◆ Passage provided:
Published by Oliphant Anderson Ferrier Edinbvrgh and London
The designs and ornaments of this volume are by Mr Joseph Brown,
and the printing from the press of Messrs Turabull & Spears,
Edinburgh.
May 1896.

CONTENTS
PAGE
CHAPTER I
THE SCHOLAR AND PRIEST: HIS ENVIRONMENT 9
CHAPTER II
THE CRISIS: SINGLE OR TWO-FOLD? 25
CHAPTER III
THE INNER LIFE: HIS WOMEN FRIENDS 48
CHAPTER IV
THE PUBLIC LIFE: TO THE PARLIAMENT OF 1560 65
CHAPTER V
THE PUBLIC LIFE: LEGISLATION AND CHURCH PLANS 95

CHAPTER VI
THE PUBLIC LIFE: THE CONFLICT WITH QUEEN MARY 117
CHAPTER VII
CLOSING YEARS AND DEATH 144
CHAPTER I
THE SCHOLAR AND PRIEST: HIS ENVIRONMENT
The century now closing has redeemed Knox from neglect, and has
gathered around his name a mass of biographical material. That
material, too, includes much that is of the nature of self-revelation, to
be gleaned from familiar letters, as well as from his own history of his
time. Yet, after all that has been brought together, Knox remains to
many observers a mere hard outline, while to others he is almost an
enigma--a blur, bright or black, upon the historic page.

◆ Dataset:
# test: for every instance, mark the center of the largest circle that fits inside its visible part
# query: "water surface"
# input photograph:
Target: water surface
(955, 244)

...

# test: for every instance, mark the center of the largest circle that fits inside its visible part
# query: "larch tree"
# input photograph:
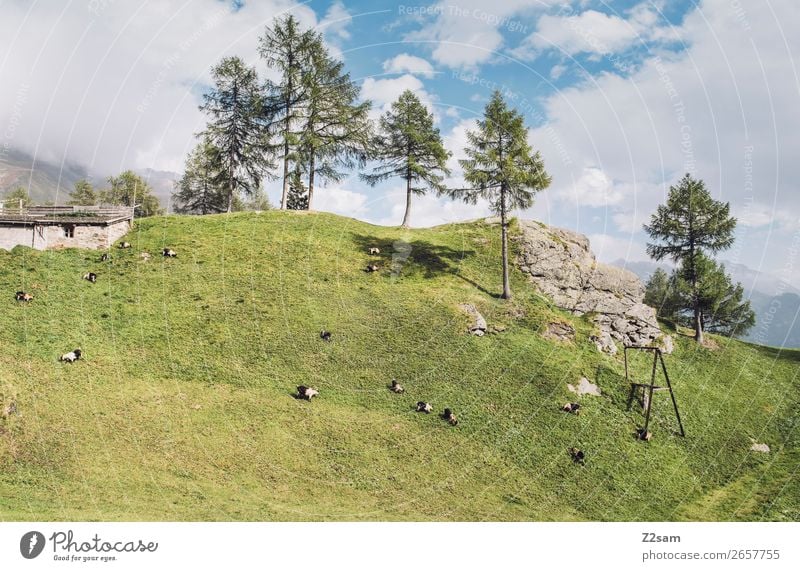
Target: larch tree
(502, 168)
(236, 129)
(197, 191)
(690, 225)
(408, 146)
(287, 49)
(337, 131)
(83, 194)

==

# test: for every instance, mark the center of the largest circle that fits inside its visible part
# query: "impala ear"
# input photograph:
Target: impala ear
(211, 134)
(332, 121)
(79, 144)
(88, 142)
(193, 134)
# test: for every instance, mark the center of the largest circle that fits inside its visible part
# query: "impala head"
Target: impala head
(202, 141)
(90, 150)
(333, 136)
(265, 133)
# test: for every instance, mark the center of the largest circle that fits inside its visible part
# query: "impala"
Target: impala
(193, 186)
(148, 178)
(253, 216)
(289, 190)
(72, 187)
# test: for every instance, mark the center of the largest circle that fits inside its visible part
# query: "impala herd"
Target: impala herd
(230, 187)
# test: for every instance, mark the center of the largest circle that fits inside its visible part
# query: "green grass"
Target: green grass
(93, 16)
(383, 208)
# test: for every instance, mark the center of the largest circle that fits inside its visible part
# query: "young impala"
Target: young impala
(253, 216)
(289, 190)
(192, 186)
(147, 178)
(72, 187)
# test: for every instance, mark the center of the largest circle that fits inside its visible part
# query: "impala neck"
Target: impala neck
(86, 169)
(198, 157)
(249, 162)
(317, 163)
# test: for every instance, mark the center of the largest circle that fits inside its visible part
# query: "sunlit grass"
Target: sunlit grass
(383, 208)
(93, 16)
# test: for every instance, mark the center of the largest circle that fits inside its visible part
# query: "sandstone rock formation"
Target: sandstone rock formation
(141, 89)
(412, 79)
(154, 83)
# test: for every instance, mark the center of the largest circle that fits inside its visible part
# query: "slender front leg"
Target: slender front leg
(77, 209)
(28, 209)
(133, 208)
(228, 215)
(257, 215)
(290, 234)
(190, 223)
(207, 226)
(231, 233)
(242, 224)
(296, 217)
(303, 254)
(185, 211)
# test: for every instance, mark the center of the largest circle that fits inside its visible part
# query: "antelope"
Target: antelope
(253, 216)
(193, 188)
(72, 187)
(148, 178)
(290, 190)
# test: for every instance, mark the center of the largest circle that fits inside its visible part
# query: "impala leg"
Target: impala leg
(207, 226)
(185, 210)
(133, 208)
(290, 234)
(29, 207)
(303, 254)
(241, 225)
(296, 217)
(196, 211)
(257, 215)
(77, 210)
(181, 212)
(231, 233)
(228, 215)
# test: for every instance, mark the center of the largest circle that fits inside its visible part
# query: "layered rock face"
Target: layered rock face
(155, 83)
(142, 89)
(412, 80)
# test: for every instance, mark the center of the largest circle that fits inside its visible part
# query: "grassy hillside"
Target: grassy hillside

◆ Objective:
Continue the opening chapter on Knox from its last sentence.

◆ Exercise result:
There is one real and great difficulty. For the first forty years of his life
we know absolutely nothing of the inner man. Yet at forty most men
are already made. And in the case of this man, from about that date
onwards we find the character settled and fixed. Henceforward, during
the whole later life with its continually changing drama, Knox remains
intensely and unchangeably the same. It is the contrast, perhaps the
crisis, which is worth studying. The contrast, indeed, is not
unprecedented. More than one Knox-like prophet, in the solemn days
of early faith, 'was in the desert until the time of his shewing unto
Israel'; and not the polished shaft only, but the rough spear-head too,
has remained hid in the shadow of a mighty hand until the very day
when it was launched. But each such case impels us the more to inquire,
What was it after all which really made the man who in his turn made
the age?
* * * * *

Knox was born in or near Haddington in 1505. Of his father, William
Knox, and his mother, whose maiden name was Sinclair, nothing is
known, except that the parents of both belonged to that district of
country, and had fought under the standard of the House of Bothwell.
We shall never know which of the two contributed the insight or the
audacity, the tenacity or the tenderness, the common-sense or the
humour, which must all have been part of Knox's natural character
before it was moulded from without. His father was of the 'simple,' not
of the gentle, sort; possibly a peasant, or frugal cultivator of the soil.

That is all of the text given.